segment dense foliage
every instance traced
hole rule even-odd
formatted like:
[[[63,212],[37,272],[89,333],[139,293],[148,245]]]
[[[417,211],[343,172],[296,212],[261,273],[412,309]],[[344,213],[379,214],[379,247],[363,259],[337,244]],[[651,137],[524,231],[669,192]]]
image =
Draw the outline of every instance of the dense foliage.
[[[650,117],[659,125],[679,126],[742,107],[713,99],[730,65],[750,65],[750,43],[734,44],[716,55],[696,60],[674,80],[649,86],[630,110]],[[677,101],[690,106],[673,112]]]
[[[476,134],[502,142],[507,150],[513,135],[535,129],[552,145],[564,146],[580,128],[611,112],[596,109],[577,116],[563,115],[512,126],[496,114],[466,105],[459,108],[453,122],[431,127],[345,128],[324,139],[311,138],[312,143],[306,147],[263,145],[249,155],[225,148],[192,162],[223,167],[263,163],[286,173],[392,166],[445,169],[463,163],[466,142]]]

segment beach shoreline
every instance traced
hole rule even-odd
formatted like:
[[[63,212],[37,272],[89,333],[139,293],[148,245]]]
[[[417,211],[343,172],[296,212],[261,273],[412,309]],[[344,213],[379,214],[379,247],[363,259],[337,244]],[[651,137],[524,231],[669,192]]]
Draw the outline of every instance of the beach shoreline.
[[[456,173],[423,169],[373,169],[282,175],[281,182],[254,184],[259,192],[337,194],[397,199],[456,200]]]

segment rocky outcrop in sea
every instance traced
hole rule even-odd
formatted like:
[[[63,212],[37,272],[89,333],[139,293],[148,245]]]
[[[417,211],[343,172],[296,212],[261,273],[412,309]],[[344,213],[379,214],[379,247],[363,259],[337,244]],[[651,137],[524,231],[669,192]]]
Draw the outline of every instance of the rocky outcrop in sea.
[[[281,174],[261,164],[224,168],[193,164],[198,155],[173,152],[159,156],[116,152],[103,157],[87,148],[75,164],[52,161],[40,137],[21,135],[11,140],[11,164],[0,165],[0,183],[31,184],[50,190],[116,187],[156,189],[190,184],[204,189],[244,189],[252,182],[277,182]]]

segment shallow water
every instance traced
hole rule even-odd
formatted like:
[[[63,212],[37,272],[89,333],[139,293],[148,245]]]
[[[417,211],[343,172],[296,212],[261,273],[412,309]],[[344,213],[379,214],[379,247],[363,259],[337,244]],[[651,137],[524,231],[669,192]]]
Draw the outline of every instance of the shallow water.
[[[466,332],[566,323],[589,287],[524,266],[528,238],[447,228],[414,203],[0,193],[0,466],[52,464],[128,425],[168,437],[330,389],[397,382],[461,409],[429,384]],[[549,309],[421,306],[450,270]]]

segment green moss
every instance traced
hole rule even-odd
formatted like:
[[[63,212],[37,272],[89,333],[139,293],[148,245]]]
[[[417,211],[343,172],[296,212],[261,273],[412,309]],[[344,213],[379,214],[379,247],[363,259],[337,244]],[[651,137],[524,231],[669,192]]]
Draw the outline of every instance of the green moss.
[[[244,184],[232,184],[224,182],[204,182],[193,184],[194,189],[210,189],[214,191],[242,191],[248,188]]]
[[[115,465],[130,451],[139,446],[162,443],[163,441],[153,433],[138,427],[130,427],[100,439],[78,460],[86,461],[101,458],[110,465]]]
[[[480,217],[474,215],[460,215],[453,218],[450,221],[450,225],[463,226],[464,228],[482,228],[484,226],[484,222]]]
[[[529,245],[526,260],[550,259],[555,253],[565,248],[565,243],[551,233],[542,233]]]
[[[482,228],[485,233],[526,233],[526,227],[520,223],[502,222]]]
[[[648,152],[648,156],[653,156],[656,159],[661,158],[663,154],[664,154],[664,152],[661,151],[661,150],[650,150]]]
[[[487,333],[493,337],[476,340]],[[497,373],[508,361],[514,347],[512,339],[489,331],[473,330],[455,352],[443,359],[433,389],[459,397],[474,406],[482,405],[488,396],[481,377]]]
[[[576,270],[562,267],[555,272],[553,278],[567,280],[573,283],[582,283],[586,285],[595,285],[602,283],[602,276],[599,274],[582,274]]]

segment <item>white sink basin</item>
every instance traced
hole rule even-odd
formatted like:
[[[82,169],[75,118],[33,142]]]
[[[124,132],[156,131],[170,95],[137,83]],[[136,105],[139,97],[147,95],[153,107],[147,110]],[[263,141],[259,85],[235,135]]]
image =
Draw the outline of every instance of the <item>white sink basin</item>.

______

WYMAGANIA ZADANIA: Wybierz z powyższego materiału i przepisz wszystkie wiersze, w których pojawia się słowo „outcrop”.

PEŁNA ODPOWIEDŹ:
segment rocky outcrop in sea
Draw the outline of every instance of the rocky outcrop in sea.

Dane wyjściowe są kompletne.